_REQUIRED TASK_. Pull out every line below, starting at the line containing "of the curb" and running down to the line containing "Target: curb", with both of those lines included. Reproduce each one without any change.

------------------------

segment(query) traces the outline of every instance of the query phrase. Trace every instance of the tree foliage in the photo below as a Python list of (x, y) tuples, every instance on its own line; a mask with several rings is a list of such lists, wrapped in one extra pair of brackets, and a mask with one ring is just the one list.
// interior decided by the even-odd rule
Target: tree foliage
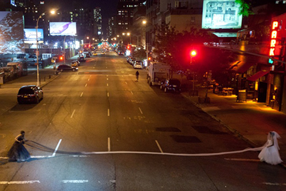
[(146, 51), (144, 49), (136, 49), (134, 50), (133, 56), (135, 57), (139, 58), (141, 60), (143, 60), (146, 59)]
[(243, 16), (248, 16), (250, 14), (253, 14), (250, 1), (247, 1), (245, 0), (235, 0), (235, 2), (240, 5), (238, 14)]
[[(156, 45), (153, 51), (158, 61), (168, 64), (172, 71), (196, 71), (202, 76), (211, 70), (219, 81), (225, 80), (222, 75), (229, 67), (233, 57), (229, 51), (204, 46), (212, 44), (217, 39), (206, 30), (193, 28), (191, 32), (178, 32), (174, 27), (163, 24), (156, 32)], [(192, 58), (190, 53), (196, 50), (197, 55)]]

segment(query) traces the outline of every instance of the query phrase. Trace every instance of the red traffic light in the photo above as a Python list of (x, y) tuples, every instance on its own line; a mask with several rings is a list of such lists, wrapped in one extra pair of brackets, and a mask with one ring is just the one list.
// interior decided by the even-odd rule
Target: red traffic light
[(191, 51), (191, 56), (193, 57), (194, 56), (196, 56), (196, 55), (197, 55), (197, 51), (195, 50), (192, 50), (192, 51)]

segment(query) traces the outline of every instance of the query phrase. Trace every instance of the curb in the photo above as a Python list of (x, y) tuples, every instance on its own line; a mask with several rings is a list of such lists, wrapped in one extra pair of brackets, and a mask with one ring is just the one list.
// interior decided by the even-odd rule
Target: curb
[[(204, 112), (205, 112), (206, 113), (207, 113), (207, 114), (208, 114), (209, 115), (210, 115), (212, 118), (213, 118), (213, 119), (215, 119), (216, 121), (217, 121), (217, 122), (218, 122), (219, 123), (220, 123), (220, 124), (221, 124), (222, 125), (223, 125), (223, 126), (224, 126), (225, 127), (226, 127), (227, 129), (228, 129), (230, 132), (231, 132), (235, 136), (241, 139), (242, 140), (245, 141), (247, 143), (247, 144), (250, 145), (252, 147), (257, 147), (258, 146), (254, 143), (253, 143), (251, 141), (250, 141), (249, 139), (248, 139), (248, 138), (247, 138), (246, 137), (244, 137), (243, 135), (241, 135), (239, 131), (238, 131), (237, 130), (230, 127), (230, 126), (229, 126), (228, 125), (226, 125), (225, 123), (224, 123), (224, 122), (223, 122), (222, 121), (221, 121), (221, 120), (220, 120), (220, 119), (218, 119), (217, 117), (215, 117), (215, 116), (214, 116), (213, 115), (208, 113), (207, 112), (206, 112), (205, 111), (204, 111), (202, 109), (202, 107), (201, 107), (200, 106), (200, 105), (197, 103), (196, 102), (193, 101), (192, 100), (191, 100), (191, 99), (190, 99), (189, 98), (189, 97), (186, 95), (184, 95), (183, 94), (181, 94), (181, 95), (182, 96), (183, 96), (187, 99), (188, 99), (190, 101), (191, 101), (194, 105), (195, 105), (197, 107), (202, 109), (202, 111), (203, 111)], [(279, 164), (278, 164), (280, 166), (281, 166), (282, 167), (284, 167), (284, 168), (286, 169), (286, 164), (284, 164), (284, 163), (280, 163)]]
[(60, 74), (61, 74), (61, 73), (59, 73), (59, 74), (56, 76), (55, 77), (55, 78), (54, 78), (53, 79), (51, 80), (50, 81), (49, 81), (49, 82), (47, 82), (46, 84), (45, 84), (44, 85), (43, 85), (43, 86), (40, 86), (40, 88), (42, 88), (43, 87), (44, 87), (44, 86), (47, 85), (48, 84), (49, 84), (50, 83), (53, 82), (53, 81), (54, 81), (55, 79), (56, 79), (59, 76), (60, 76)]

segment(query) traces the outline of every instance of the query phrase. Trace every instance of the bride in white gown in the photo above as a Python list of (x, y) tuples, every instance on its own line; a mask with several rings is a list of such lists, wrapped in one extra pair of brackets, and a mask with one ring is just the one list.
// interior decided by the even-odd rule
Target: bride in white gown
[(277, 165), (283, 161), (279, 154), (278, 138), (280, 136), (275, 131), (270, 131), (267, 136), (267, 142), (258, 155), (261, 161), (265, 161), (271, 165)]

------------------------

_CORRECT OUTPUT_.
segment(query) traces the outline of every instance of the query phrase. Trace every instance of the curb in the photo above as a Python list of (x, y) tuples, every instance on its own line; a mask with several rings is a list of such lists, wrapped in one extra pair of brackets, and a mask with one ring is just the one list.
// interior decided by the even-odd rule
Target: curb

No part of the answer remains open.